▸ **DATA ENTRIES**:
+---+
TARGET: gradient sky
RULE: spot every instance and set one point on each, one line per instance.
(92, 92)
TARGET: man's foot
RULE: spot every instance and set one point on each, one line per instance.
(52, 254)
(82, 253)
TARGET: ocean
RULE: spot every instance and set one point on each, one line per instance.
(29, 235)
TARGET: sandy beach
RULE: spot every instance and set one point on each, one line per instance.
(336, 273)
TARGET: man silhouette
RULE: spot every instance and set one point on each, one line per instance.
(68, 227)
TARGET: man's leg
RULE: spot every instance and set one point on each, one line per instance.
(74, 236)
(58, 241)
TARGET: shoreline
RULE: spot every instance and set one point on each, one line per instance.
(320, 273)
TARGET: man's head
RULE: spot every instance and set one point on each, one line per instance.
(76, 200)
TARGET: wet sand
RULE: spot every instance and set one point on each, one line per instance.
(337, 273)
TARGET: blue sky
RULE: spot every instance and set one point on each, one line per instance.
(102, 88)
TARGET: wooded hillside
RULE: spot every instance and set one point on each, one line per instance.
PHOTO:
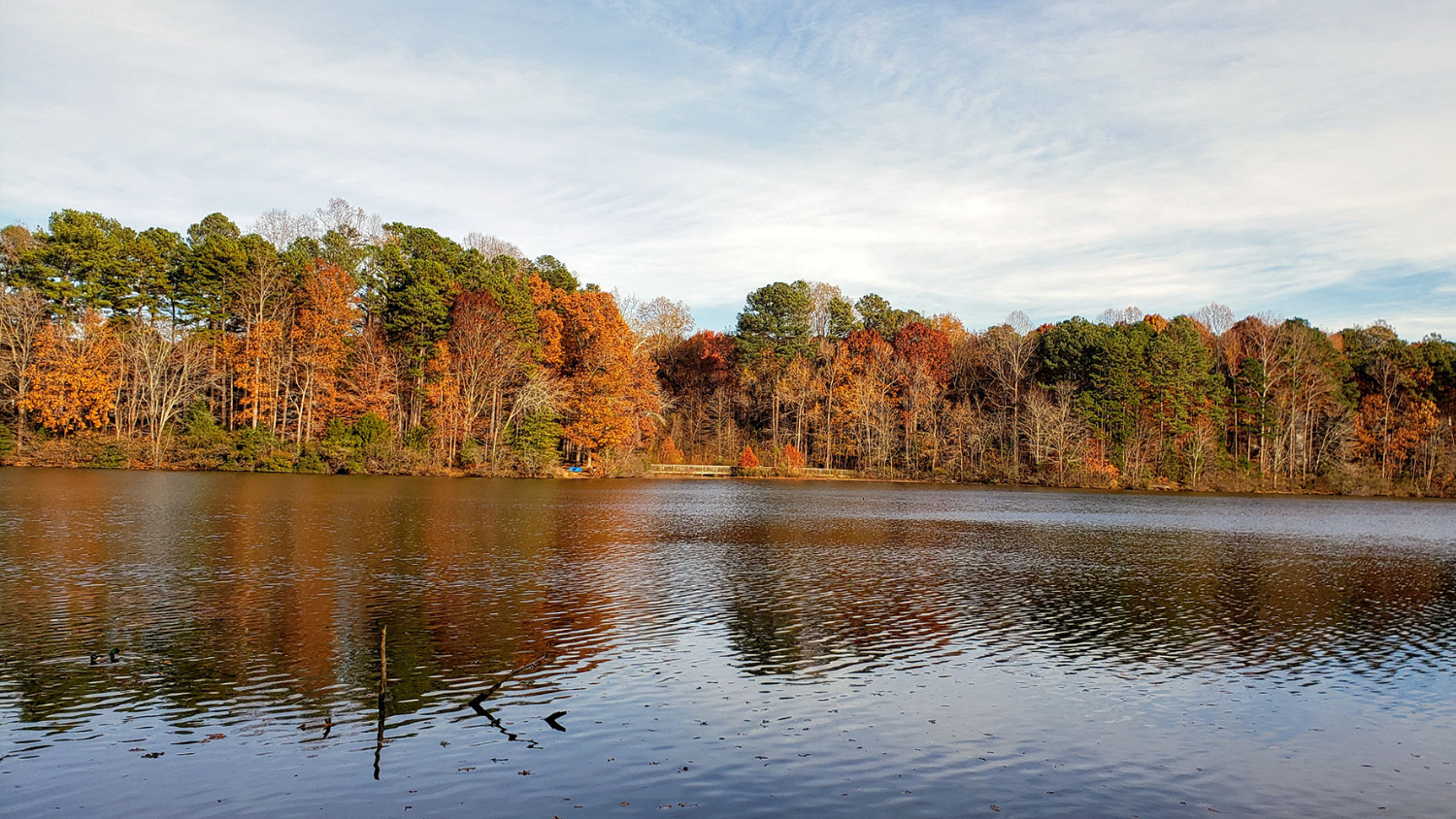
+---+
▸ **SET TASK**:
Rewrite the items from the line containing "TARGET: wet sand" through the end of the items, replacing "spot" with "locate" and leaving everything else unchanged. Omit the pictures from your answer.

▸ **WRITTEN SOLUTION**:
TARGET: wet sand
RULE: locate every instance and set one point on each, one line per instance.
(337, 273)
TARGET: blue sky
RULE: locate every instance and set one point on each, one line per instance.
(102, 88)
TARGET: wooded hillside
RULE: locate every instance and set one point on each, one line per instance.
PHOTO:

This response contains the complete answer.